# Exercise instructions
Each line of the listing that contains "point" should be found and copied.
[[ Data records, beginning ]]
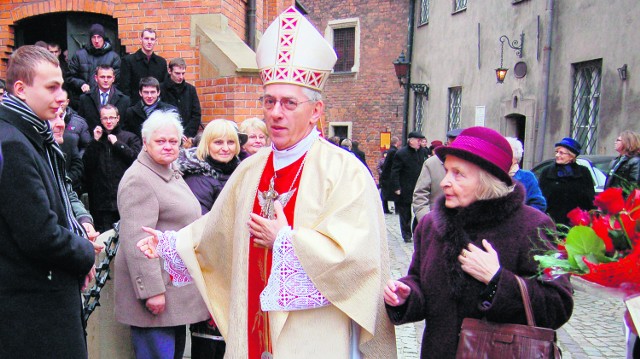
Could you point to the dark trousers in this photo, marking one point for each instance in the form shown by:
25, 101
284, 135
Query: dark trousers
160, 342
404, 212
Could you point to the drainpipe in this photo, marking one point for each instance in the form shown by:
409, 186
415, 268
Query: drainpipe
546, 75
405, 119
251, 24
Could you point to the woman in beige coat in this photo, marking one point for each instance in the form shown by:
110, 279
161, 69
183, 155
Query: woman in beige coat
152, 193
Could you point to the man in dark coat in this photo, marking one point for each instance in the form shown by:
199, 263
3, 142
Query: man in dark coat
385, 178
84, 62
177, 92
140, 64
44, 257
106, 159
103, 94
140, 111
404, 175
[[ Data records, end ]]
[[ Data records, beginning ]]
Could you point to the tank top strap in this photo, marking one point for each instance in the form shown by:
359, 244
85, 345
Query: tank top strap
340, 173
[[ Data records, end ]]
[[ Data records, beginning ]]
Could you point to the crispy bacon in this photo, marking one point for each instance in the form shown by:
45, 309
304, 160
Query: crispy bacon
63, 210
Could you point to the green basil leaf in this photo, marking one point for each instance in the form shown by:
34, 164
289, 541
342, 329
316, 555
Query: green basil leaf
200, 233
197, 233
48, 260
[[ Data records, end ]]
# The answer
Could you point to the dark trousers in this photo, marking one point for each instance in the form shown by:
Could you point to the drainpipe in this photo, marking one point for each instance in the form shown by:
Could you point to the woman in beige coat in this photo, marking one point for each instance in the form shown by:
Could you point to the man in dark coat in this photo, marking one point for each instance in the form shown by:
Could you point to the tank top strap in this photo, marking one point for each instance in the form shown by:
Could you point to the crispy bacon in this photo, marking one point for each instance in the form shown by:
Could you point to the green basil leaf in this photo, marking one point for each instance in the form shown by:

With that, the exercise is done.